------ Records ------
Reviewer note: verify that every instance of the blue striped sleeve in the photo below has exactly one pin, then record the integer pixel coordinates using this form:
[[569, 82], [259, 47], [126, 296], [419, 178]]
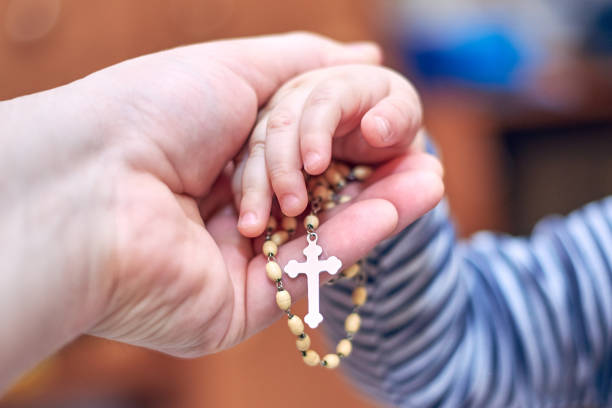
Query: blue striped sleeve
[[495, 321]]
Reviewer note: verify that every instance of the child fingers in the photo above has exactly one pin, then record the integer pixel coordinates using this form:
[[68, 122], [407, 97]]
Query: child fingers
[[394, 120], [283, 159], [256, 194], [320, 118]]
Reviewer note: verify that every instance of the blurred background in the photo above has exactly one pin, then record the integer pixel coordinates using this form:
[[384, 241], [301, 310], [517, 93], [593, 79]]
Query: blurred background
[[517, 96]]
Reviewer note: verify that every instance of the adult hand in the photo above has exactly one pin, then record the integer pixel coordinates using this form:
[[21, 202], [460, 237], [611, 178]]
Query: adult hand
[[111, 188]]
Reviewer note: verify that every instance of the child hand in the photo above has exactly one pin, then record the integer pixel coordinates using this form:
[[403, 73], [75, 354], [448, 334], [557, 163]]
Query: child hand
[[358, 113]]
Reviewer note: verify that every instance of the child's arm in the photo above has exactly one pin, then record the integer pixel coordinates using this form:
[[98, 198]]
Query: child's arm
[[496, 321], [363, 113]]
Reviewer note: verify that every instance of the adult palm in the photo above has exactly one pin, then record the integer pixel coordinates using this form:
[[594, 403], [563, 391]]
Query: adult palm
[[183, 280], [127, 196]]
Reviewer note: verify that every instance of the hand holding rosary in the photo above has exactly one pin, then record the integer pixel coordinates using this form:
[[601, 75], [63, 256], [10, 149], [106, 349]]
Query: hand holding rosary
[[324, 193]]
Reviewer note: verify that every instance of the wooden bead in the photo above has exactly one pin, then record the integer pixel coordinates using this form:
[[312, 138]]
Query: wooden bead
[[280, 237], [269, 248], [323, 193], [362, 172], [351, 271], [295, 325], [283, 299], [352, 323], [344, 199], [334, 177], [273, 271], [311, 220], [289, 224], [344, 347], [303, 343], [360, 295], [329, 205], [271, 226], [343, 169], [331, 361], [312, 358]]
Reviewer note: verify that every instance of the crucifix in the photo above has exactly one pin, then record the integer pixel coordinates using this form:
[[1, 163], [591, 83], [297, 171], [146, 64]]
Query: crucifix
[[312, 268]]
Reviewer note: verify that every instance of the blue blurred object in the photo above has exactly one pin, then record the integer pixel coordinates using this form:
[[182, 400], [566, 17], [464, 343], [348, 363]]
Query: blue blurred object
[[484, 56]]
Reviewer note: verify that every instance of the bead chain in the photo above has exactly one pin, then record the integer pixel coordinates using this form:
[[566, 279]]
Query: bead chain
[[323, 196]]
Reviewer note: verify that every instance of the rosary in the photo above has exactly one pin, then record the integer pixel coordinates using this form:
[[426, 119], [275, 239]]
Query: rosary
[[323, 194]]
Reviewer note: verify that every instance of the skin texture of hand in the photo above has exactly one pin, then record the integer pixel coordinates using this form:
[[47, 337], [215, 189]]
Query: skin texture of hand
[[363, 113], [114, 218]]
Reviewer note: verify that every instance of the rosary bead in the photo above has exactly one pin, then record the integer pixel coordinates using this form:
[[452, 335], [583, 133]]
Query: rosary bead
[[311, 220], [271, 226], [344, 347], [331, 361], [283, 299], [351, 271], [334, 177], [329, 205], [343, 169], [362, 172], [312, 358], [344, 199], [303, 344], [280, 237], [274, 271], [323, 193], [352, 323], [270, 248], [289, 224], [360, 295], [295, 325]]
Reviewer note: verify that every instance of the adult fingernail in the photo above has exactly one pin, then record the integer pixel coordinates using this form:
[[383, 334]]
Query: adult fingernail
[[383, 128], [311, 159], [369, 48], [247, 219], [290, 201]]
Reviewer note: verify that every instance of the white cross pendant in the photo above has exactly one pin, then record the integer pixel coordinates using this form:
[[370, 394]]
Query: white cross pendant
[[312, 268]]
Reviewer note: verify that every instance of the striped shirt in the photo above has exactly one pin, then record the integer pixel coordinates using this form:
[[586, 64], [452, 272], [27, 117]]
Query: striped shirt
[[496, 321]]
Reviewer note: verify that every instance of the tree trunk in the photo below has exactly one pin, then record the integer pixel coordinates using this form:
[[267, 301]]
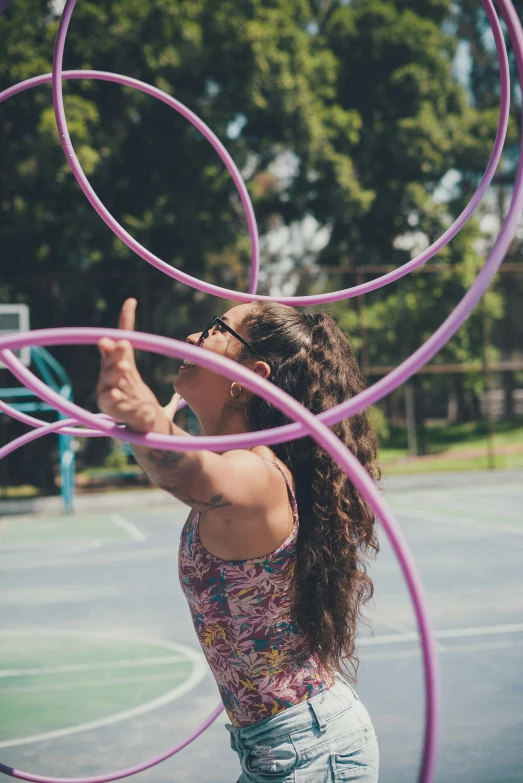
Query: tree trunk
[[508, 394]]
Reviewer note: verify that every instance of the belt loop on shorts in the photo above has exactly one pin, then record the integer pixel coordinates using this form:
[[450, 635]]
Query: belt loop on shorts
[[318, 714]]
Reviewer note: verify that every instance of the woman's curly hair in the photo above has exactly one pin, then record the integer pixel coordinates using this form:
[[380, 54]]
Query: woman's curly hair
[[311, 359]]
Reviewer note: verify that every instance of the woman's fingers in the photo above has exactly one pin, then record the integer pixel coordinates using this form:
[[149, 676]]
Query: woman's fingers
[[170, 408], [127, 315]]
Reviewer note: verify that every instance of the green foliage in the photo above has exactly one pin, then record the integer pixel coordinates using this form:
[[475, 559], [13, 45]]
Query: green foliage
[[361, 96]]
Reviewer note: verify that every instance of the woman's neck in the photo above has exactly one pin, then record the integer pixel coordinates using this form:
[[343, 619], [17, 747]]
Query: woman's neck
[[229, 421]]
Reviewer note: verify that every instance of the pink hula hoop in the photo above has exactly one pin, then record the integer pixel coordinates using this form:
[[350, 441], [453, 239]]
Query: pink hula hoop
[[305, 422]]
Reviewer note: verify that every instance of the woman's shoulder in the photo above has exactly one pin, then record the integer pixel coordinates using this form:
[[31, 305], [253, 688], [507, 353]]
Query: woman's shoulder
[[264, 452]]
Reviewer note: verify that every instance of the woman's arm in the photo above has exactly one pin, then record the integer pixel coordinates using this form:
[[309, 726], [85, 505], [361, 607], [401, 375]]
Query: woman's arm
[[229, 484]]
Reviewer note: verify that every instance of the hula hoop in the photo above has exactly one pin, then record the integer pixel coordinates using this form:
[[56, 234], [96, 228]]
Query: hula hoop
[[323, 436], [306, 424], [227, 293]]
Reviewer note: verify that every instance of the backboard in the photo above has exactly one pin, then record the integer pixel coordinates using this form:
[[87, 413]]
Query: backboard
[[15, 318]]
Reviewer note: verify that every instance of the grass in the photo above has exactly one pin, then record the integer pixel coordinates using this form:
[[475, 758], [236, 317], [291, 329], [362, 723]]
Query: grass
[[22, 491], [456, 447]]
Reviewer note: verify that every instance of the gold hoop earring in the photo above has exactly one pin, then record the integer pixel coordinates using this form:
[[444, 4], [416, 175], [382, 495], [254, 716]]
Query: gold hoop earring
[[233, 389]]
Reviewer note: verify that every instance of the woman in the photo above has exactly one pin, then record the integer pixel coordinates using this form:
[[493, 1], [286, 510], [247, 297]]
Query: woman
[[271, 556]]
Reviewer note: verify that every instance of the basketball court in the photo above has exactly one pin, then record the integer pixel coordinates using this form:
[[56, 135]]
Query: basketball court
[[100, 667]]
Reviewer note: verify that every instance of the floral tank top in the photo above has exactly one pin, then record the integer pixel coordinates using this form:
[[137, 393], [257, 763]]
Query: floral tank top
[[241, 614]]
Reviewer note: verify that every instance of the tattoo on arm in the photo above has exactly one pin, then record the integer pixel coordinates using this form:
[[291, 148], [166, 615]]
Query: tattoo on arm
[[201, 505], [163, 467]]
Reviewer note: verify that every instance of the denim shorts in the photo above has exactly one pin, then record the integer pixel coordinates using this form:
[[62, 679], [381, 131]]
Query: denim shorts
[[327, 739]]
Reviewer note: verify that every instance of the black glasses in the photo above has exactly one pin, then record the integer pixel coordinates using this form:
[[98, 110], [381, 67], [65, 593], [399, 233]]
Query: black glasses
[[217, 320]]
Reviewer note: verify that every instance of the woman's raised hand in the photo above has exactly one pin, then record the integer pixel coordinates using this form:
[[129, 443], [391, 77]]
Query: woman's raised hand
[[122, 394]]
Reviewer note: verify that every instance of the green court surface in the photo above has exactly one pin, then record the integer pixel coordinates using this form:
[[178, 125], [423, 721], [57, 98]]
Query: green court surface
[[44, 532], [55, 683]]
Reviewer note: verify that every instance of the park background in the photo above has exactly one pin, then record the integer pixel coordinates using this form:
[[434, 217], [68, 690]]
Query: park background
[[362, 130]]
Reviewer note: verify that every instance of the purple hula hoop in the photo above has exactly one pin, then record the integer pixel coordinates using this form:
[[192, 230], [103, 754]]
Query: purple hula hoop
[[306, 423], [226, 293], [327, 440]]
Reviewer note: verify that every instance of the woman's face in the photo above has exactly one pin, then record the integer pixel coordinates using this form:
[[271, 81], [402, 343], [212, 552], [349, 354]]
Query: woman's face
[[205, 391]]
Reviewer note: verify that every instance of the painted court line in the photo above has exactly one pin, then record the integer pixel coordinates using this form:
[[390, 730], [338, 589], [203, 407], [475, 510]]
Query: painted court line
[[151, 553], [457, 521], [129, 528], [89, 667], [452, 633], [479, 647], [197, 674], [71, 686]]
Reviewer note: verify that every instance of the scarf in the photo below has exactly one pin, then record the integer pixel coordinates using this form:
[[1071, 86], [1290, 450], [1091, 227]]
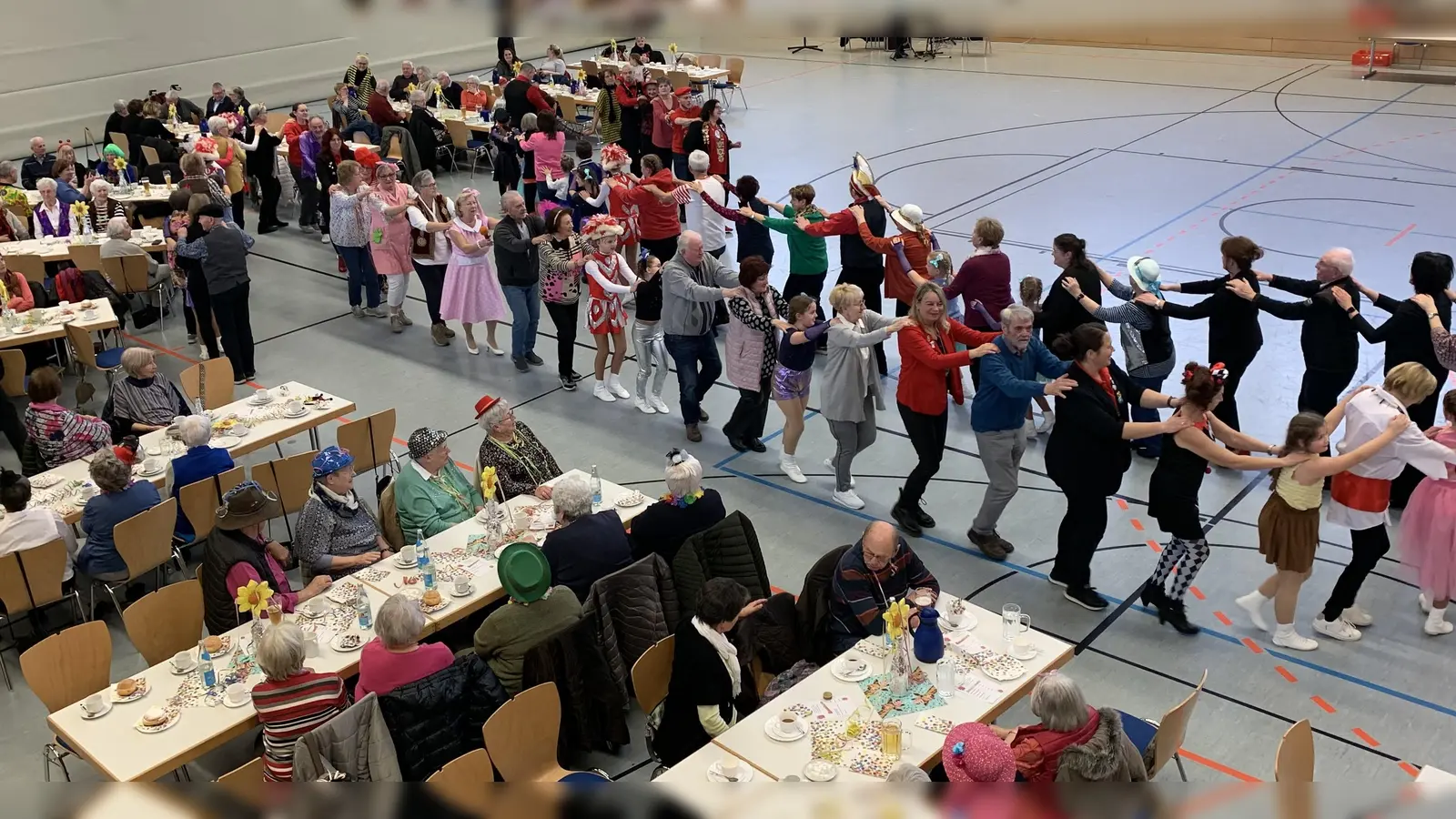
------
Work required =
Copy out every line above that contains the word "green".

Complete answer =
Reviewer note: verify that every instance of the green foliage in the photo above has exactly one pin, then record the integer pixel coordinates using this form:
Query: green foliage
Reviewer note: verify that every instance of the green court surface in the photo above has exactly one pin, then record the integer pixel coordinates using this form:
Query: green court surface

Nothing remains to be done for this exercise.